As we are reusing 'struct page' for devmem, page->_refcount for
devmem and page->_refcount for normal memory should be the same, right?
We may need to ensure 'struct page' for devmem to always look like a head
page for compound page or base page for net stack, as we use get_page()
in __skb_frag_ref().

We can choose to not call page_ref_sub() for page from devmem, we can
call napi_pp_put_page(), and we may be able to special handle the page
from devmem in devmem provider's 'release_page' ops in napi_pp_put_page().

> 
>> page_is_pfmemalloc(): which is corresponding to page->pp_magic, and
>>                       devmem provider can set/unset it in it's 'alloc_pages'
>>                       ops.
> 
> page_is_pfmemalloc() has nothing to do with page->pp_magic. It checks
> page->lru.next to figure out if this is a pfmemalloc. page_pool_iov
> has no page->lru.next. Still need to special case this?

See the comment in napi_pp_put_page():

	/* page->pp_magic is OR'ed with PP_SIGNATURE after the allocation
	 * in order to preserve any existing bits, such as bit 0 for the
	 * head page of compound page and bit 1 for pfmemalloc page, so
	 * mask those bits for freeing side when doing below checking,
	 * and page_is_pfmemalloc() is checked in __page_pool_put_page()
	 * to avoid recycling the pfmemalloc page.
	 */

There is some union in struct page, page->lru.next and page->pp_magic is
actually pointing to the same thing as my understanding.


> 
>> page_to_nid(): we may need to handle it differently somewhat like this
>>                patch does as page_to_nid() may has different implementation
>>                based on different configuration.
> 
> So you're saying we need to handle page_to_nid() differently for
> devmem? So we're not going to be able to avoid the if statement.

Yes, it seems to be the only place that might need special handling I
see so far.

> 
>> page_pool_iov_put_many(): as mentioned in other thread, if net stack is not
>>                           calling page_pool_page_put_many() directly, we
>>                           can reuse napi_pp_put_page() for devmem too, and
>>                           handle the special case for devmem in 'release_page'
>>                           ops.
>>
> 
> page_pool_iov_put_many()/page_pool_iov_get_many() are called to do

Can we remove the page_pool_iov_put_many()/page_pool_iov_get_many()
calling?

> refcounting before the page is released back to the provider. I'm not
> seeing how we can handle the special case inside of 'release_page' -
> that's too late, as far as I can tell.

And handle the special case in page_pool_return_page() to mainly
replace put_page() with 'release_page' for devmem page?
https://elixir.free-electrons.com/linux/v6.6-rc1/source/net/core/page_pool.c#L537

> 
> The only way to remove the if statements in the page pool is to
> implement what you said was not feasible in an earlier email. We would
> define this struct:
> 
> struct netmem {
>         /* common fields */
>         refcount_t refcount;
>         bool is_pfmemalloc;
>         int nid;
>         ......

Data for grounding referring expressions:

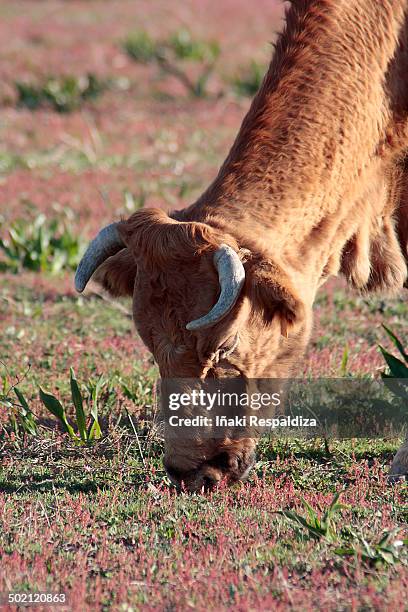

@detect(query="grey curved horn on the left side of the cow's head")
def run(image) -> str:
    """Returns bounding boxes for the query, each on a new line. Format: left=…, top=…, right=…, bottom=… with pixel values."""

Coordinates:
left=75, top=223, right=126, bottom=293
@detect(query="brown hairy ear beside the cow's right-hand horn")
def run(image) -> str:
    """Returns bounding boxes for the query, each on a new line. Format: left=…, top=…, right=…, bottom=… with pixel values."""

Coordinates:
left=247, top=260, right=305, bottom=338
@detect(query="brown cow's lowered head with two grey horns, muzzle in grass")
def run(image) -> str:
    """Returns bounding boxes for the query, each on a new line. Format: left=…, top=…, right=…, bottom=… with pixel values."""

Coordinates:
left=75, top=209, right=310, bottom=490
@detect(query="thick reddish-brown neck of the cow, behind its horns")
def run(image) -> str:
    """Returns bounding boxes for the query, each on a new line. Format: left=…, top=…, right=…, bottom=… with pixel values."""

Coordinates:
left=185, top=0, right=406, bottom=296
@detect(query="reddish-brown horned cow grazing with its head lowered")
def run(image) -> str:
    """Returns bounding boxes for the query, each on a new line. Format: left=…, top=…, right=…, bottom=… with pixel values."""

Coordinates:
left=76, top=0, right=408, bottom=490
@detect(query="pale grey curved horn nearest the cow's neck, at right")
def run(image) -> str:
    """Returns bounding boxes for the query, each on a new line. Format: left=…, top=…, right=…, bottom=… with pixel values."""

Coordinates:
left=186, top=244, right=245, bottom=331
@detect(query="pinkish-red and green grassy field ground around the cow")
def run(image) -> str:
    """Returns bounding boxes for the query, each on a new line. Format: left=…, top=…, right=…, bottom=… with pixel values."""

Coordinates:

▶ To do
1: In the devmem discussion, what does page_is_pfmemalloc() check to figure out whether a page is a pfmemalloc?
2: Put this sentence from the devmem discussion into French: "So you're saying we need to handle page_to_nid() differently for devmem?"
Work from the devmem discussion alone, not the entries.

▶ Your written answers
1: It checks page->lru.next.

2: Vous dites donc qu'il faut gérer page_to_nid() différemment pour devmem ?